Work item:
When you reach the line containing "can the light" in the data below, begin returning lines exactly as written, and stop once the line containing "can the parked" has been returned.

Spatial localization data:
++++
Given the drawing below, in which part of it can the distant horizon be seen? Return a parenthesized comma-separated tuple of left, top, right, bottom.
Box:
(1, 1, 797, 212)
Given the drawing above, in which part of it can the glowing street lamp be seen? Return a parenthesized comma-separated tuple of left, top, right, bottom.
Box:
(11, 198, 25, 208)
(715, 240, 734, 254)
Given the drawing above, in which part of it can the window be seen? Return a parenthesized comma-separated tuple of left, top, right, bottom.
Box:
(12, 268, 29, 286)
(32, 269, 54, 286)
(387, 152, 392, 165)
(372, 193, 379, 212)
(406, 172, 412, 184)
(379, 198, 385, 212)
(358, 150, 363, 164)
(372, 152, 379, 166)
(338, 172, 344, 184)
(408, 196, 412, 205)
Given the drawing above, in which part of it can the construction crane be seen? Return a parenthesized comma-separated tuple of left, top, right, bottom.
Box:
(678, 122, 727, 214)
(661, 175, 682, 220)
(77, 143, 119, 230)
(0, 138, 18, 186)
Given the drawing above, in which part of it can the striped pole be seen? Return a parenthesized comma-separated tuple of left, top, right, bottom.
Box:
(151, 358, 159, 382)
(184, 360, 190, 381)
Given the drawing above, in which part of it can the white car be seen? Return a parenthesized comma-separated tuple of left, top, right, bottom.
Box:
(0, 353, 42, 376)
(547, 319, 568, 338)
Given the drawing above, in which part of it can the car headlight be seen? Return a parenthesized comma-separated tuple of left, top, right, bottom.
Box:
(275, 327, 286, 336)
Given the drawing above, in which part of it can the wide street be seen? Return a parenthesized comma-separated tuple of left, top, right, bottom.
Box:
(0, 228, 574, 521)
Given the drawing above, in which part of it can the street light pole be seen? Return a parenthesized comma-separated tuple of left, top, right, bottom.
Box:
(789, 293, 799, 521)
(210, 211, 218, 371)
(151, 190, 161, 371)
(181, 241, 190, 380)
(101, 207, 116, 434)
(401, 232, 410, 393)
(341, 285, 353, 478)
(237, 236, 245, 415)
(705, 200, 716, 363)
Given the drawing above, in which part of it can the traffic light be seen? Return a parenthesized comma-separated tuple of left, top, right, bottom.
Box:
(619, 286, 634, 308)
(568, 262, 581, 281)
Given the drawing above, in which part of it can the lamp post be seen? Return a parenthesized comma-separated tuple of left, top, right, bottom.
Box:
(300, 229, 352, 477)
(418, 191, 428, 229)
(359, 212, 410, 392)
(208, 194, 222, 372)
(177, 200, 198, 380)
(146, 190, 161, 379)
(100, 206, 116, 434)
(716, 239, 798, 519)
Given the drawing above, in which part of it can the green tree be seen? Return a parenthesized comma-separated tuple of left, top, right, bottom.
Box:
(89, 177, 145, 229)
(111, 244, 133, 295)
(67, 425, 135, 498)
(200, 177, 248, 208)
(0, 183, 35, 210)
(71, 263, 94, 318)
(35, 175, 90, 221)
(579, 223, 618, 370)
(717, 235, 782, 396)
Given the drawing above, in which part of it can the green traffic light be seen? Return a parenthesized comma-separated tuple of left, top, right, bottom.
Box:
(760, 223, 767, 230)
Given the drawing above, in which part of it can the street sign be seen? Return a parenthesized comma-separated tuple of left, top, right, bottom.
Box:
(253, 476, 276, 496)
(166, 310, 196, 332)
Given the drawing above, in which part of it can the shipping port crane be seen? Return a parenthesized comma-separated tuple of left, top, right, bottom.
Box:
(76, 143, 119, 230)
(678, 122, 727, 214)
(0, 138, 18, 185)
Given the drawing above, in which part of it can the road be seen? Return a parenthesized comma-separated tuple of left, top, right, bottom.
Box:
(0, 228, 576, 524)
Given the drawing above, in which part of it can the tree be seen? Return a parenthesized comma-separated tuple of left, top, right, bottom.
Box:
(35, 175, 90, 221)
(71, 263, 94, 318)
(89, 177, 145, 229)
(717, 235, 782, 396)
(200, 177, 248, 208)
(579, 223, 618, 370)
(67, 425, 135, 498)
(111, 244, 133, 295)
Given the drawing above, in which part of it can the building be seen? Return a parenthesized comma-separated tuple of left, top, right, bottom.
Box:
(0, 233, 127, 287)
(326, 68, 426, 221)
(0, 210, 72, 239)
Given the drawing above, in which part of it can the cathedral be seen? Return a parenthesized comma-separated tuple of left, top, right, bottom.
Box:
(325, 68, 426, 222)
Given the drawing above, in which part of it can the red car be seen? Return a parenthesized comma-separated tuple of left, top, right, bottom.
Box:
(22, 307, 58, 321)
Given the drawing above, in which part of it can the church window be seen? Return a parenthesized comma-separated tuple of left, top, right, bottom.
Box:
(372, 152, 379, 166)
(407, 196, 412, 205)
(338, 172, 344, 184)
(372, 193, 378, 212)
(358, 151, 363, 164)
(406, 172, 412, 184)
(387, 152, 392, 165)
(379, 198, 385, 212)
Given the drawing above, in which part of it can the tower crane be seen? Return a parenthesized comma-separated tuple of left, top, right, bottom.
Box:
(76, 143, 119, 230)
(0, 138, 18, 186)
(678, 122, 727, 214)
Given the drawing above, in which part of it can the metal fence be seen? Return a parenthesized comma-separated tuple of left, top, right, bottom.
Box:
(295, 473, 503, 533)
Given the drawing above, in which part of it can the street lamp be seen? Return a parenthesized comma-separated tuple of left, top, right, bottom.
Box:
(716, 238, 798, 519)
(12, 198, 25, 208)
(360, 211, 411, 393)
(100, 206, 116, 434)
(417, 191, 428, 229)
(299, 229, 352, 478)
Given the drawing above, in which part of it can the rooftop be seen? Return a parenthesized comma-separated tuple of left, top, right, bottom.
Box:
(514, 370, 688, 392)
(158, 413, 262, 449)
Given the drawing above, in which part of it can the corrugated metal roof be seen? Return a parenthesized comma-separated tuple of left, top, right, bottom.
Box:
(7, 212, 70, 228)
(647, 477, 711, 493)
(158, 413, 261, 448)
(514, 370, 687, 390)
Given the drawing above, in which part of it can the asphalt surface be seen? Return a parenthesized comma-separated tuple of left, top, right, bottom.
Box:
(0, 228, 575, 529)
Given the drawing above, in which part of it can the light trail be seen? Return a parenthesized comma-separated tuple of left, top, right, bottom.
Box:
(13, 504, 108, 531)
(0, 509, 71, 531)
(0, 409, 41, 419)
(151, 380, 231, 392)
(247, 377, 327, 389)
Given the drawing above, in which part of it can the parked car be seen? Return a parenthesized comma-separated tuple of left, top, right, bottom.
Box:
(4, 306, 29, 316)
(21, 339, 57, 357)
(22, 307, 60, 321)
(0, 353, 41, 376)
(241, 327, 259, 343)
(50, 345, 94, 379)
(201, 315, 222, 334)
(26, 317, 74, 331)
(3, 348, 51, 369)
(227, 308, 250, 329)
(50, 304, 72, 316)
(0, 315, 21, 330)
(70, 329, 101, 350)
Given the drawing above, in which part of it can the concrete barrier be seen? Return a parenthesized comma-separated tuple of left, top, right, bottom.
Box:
++++
Expected answer:
Given the drawing above, in which part of it can the light trail be seen? Return a parenthesized comma-separated tuple of left, top, right, bottom.
Box:
(13, 504, 108, 531)
(0, 509, 71, 531)
(0, 409, 41, 419)
(151, 380, 231, 392)
(247, 377, 327, 389)
Given the drawing above, in which part of it can the parked car be seen? Return a parenthesized comma-separated tuple of left, top, right, bottom.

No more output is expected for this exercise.